== WORK INSTRUCTION ==
Review the listing and copy each line that holds the word "Flashcard".

== RECORDED INFORMATION ==
|---|

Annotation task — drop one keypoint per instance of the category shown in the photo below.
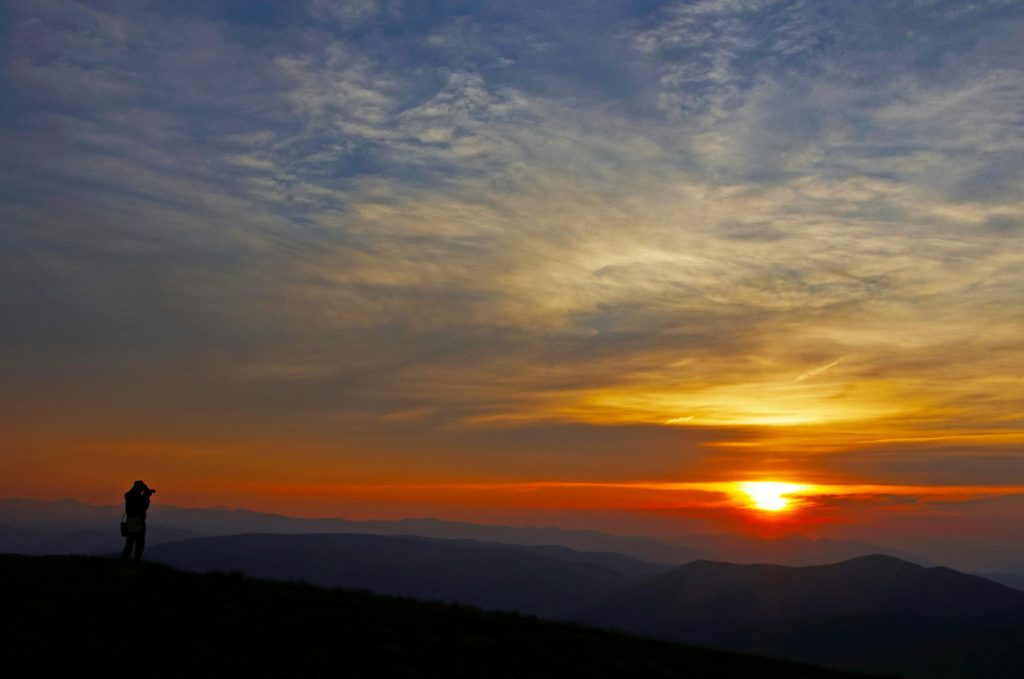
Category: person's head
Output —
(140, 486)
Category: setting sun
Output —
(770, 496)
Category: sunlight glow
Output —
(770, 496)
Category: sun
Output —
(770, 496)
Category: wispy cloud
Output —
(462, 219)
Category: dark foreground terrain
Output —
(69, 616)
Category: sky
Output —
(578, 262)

|---|

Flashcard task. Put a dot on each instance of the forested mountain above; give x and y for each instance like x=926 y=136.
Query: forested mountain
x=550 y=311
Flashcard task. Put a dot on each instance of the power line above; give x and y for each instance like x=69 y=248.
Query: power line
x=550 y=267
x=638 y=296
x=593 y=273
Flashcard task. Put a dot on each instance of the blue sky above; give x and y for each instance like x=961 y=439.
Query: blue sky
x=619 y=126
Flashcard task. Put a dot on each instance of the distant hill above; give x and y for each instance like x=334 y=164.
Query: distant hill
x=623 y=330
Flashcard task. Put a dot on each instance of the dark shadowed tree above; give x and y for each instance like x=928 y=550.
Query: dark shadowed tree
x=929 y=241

|---|

== RESPONSE AREA ==
Flashcard task. Put a dot on each instance of the forested mountain above; give x and y for each instance like x=926 y=136.
Flashcard task. Put a dot on each instance of the power line above; give x and y for each instance like x=69 y=248.
Flashcard task. Put a dot on each instance of the blue sky above; give x and y for each instance like x=961 y=439.
Flashcard task. Put a dot on each instance of the distant hill above; give x and y for each instance like x=334 y=164.
Flashcard task. Put a dot on each instance of the dark shadowed tree above; give x and y for each instance like x=928 y=550.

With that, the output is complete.